* [Written problem 1] Using the passage about Cooper Wise, explain in one to three sentences why Cooper took part in The Rainbow Company.
* [Written problem 2] Write out the part of the Cooper Wise passage between "Part I: Theatre’s" and "long for Cooper.", inclusive.

Part I: Theatre’s Church
Cooper Wise, at 23, has been searching for a feeling for a long time. And this search has led him from the bright lights of the theater stages in Nevada, through the through dim-lit heroin bathrooms of the Pacific Northwest, behind the metal bars of San Luis Obispo County Jail, and recently into a heavily monitored halfway house for ex-offenders.
Most every child spends his or her young life trying on different hats and engaging in different adventures in search of what feels right. Many find their emotional needs met through the fellowship offered at their place of worship—that is if they are ever introduced to such a place. Well, Cooper Wise was. As a child growing up in Las Vegas, his parents had him baptized into the tight-knit and family-supportive Mormon Church. But the beneficial feelings of that experience did not last long for Cooper.
“I was young and impressionable, so at first I got into going. But by the time I was twelve or thirteen I was smoking and drinking and saying ‘screw this church thing’.”
Though he didn’t know exactly what feeling he was looking for, Cooper was sure it wasn’t going to come from the traditional avenue of a religion, nor from that other typical activity set aside for teenage boys—sports. But luckily, through trial and error, he did find an outlet that began to feel a lot better—theater.
“There is a children’s theatre ensemble in Vegas called The Rainbow Company. It was an alternative to the school sports that weren’t really fulfilling me. I remember the first time being on stage in front of people in eighth grade. Part of me stepped outside of myself. It was a surreal experience to be playing this character who wasn’t me.

* [Data entries]
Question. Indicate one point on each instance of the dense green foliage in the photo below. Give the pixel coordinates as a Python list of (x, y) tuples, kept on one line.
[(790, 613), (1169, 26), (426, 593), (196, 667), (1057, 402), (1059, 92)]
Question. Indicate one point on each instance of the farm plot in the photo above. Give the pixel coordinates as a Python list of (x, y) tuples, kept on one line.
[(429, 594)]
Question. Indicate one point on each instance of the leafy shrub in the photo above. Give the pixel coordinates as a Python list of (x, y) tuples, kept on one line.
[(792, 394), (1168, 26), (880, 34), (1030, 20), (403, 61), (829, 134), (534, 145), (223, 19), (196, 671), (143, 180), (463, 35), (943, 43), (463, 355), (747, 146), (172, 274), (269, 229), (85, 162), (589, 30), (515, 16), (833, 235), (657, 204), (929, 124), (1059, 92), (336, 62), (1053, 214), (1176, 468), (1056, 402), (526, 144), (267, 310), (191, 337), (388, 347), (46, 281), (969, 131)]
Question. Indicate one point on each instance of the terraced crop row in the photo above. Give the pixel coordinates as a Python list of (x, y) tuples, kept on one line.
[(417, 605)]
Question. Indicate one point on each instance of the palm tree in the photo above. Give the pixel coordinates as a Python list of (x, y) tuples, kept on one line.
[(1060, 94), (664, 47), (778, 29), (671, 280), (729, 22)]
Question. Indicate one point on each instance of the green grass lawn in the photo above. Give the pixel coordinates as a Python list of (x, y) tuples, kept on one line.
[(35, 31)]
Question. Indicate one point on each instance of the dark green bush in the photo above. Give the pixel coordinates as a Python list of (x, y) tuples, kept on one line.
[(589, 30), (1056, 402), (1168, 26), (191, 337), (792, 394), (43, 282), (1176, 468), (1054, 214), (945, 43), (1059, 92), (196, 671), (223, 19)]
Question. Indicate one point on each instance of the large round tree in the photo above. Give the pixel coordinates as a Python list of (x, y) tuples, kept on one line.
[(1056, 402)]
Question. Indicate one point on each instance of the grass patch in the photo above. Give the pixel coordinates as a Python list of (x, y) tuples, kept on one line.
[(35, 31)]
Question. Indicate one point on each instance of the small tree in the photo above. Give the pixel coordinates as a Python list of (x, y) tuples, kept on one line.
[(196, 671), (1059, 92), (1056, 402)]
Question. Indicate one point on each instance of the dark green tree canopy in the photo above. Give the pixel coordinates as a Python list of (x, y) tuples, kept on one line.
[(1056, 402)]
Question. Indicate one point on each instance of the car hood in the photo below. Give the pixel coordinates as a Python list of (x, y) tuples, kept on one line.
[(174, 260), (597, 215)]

* [Full answer 1] The Rainbow Company, a children's theatre ensemble in Vegas, gave him an alternative to school sports, which weren't really fulfilling him.

* [Full answer 2]
Part I: Theatre’s Church
Cooper Wise, at 23, has been searching for a feeling for a long time. And this search has led him from the bright lights of the theater stages in Nevada, through the through dim-lit heroin bathrooms of the Pacific Northwest, behind the metal bars of San Luis Obispo County Jail, and recently into a heavily monitored halfway house for ex-offenders.
Most every child spends his or her young life trying on different hats and engaging in different adventures in search of what feels right. Many find their emotional needs met through the fellowship offered at their place of worship—that is if they are ever introduced to such a place. Well, Cooper Wise was. As a child growing up in Las Vegas, his parents had him baptized into the tight-knit and family-supportive Mormon Church. But the beneficial feelings of that experience did not last long for Cooper.